- **EXERCISE OBJECTIVE**
Omit images. Retype all entries verbatim.

- **TASK INPUTS**

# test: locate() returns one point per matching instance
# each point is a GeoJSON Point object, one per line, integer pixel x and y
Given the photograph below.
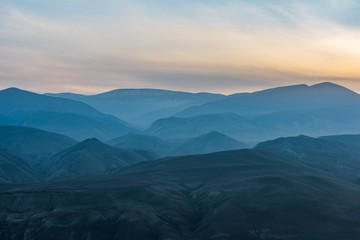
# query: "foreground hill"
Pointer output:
{"type": "Point", "coordinates": [33, 145]}
{"type": "Point", "coordinates": [142, 106]}
{"type": "Point", "coordinates": [92, 157]}
{"type": "Point", "coordinates": [339, 159]}
{"type": "Point", "coordinates": [243, 194]}
{"type": "Point", "coordinates": [14, 169]}
{"type": "Point", "coordinates": [207, 143]}
{"type": "Point", "coordinates": [139, 141]}
{"type": "Point", "coordinates": [69, 117]}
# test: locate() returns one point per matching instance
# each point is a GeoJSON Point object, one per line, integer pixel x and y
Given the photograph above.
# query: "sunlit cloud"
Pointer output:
{"type": "Point", "coordinates": [222, 46]}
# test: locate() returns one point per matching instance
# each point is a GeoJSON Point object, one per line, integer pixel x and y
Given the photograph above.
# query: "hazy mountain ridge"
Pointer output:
{"type": "Point", "coordinates": [59, 115]}
{"type": "Point", "coordinates": [208, 143]}
{"type": "Point", "coordinates": [139, 105]}
{"type": "Point", "coordinates": [289, 98]}
{"type": "Point", "coordinates": [33, 145]}
{"type": "Point", "coordinates": [92, 157]}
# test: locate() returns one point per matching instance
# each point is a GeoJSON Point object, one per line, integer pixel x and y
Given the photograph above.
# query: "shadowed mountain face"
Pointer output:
{"type": "Point", "coordinates": [73, 118]}
{"type": "Point", "coordinates": [340, 159]}
{"type": "Point", "coordinates": [92, 157]}
{"type": "Point", "coordinates": [292, 98]}
{"type": "Point", "coordinates": [242, 194]}
{"type": "Point", "coordinates": [142, 106]}
{"type": "Point", "coordinates": [146, 142]}
{"type": "Point", "coordinates": [33, 145]}
{"type": "Point", "coordinates": [14, 169]}
{"type": "Point", "coordinates": [207, 143]}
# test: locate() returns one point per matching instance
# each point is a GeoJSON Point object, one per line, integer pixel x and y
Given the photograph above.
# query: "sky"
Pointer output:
{"type": "Point", "coordinates": [88, 46]}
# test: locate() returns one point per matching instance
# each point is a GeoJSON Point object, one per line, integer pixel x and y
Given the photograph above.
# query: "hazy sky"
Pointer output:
{"type": "Point", "coordinates": [90, 46]}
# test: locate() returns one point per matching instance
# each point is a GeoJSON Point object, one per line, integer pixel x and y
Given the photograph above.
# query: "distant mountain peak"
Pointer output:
{"type": "Point", "coordinates": [91, 141]}
{"type": "Point", "coordinates": [329, 86]}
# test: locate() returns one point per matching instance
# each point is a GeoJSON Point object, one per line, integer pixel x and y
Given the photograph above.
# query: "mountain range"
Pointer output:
{"type": "Point", "coordinates": [142, 106]}
{"type": "Point", "coordinates": [70, 168]}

- **OUTPUT OF THE TASK**
# test: locate() returns one point per matching instance
# each point is a GeoJSON Point object, one per line, integer pixel x and y
Given the photograph below.
# query: "foreground hill"
Pointer output:
{"type": "Point", "coordinates": [33, 145]}
{"type": "Point", "coordinates": [142, 106]}
{"type": "Point", "coordinates": [92, 157]}
{"type": "Point", "coordinates": [339, 159]}
{"type": "Point", "coordinates": [243, 194]}
{"type": "Point", "coordinates": [14, 169]}
{"type": "Point", "coordinates": [207, 143]}
{"type": "Point", "coordinates": [139, 141]}
{"type": "Point", "coordinates": [69, 117]}
# test: locate() returns one point per matching instance
# each point is a GeoJSON Point object, one per line, integer pixel x and y
Given the photograph above.
# query: "sunlit cloud"
Pointer output:
{"type": "Point", "coordinates": [222, 46]}
# test: locate() returns one point per matching instance
# each point is a GeoJSON Point object, one per line, integer pixel x and y
Given the photograph above.
# query: "hazy mountain ridge"
Pointer output:
{"type": "Point", "coordinates": [59, 115]}
{"type": "Point", "coordinates": [208, 143]}
{"type": "Point", "coordinates": [139, 105]}
{"type": "Point", "coordinates": [289, 98]}
{"type": "Point", "coordinates": [33, 145]}
{"type": "Point", "coordinates": [92, 157]}
# test: locate() returns one point per matching instance
# each point is a GeoJSON Point object, one per line, integer pixel x and y
Given the photograph above.
# query: "shadowed mountain face"
Pointer output:
{"type": "Point", "coordinates": [73, 118]}
{"type": "Point", "coordinates": [340, 159]}
{"type": "Point", "coordinates": [92, 157]}
{"type": "Point", "coordinates": [292, 98]}
{"type": "Point", "coordinates": [242, 194]}
{"type": "Point", "coordinates": [142, 106]}
{"type": "Point", "coordinates": [146, 142]}
{"type": "Point", "coordinates": [33, 145]}
{"type": "Point", "coordinates": [14, 169]}
{"type": "Point", "coordinates": [207, 143]}
# test: locate() returns one point per matching instance
# each point is a GeoJSON Point object, one per line, integer pixel x and y
Given the photograph above.
# query: "sky"
Pointer output:
{"type": "Point", "coordinates": [88, 46]}
# test: locate() returns one point per matching instance
# each point is a GeoJSON Point object, one per line, integer pixel x and y
Given the photograph above.
# query: "hazy sky"
Pointer output:
{"type": "Point", "coordinates": [90, 46]}
# test: locate() returns one point per matching instance
# each point is a GeoJSON Point object, one per line, integer pixel x and y
Given the photograph above.
# query: "distant mountain peak"
Pointer output:
{"type": "Point", "coordinates": [91, 141]}
{"type": "Point", "coordinates": [329, 86]}
# test: locate() returns one point per matching instance
# each point is a GeoJSON Point object, one per line, integer pixel x and y
Given the photograph above.
# query: "mountain range"
Pointer output:
{"type": "Point", "coordinates": [142, 106]}
{"type": "Point", "coordinates": [70, 168]}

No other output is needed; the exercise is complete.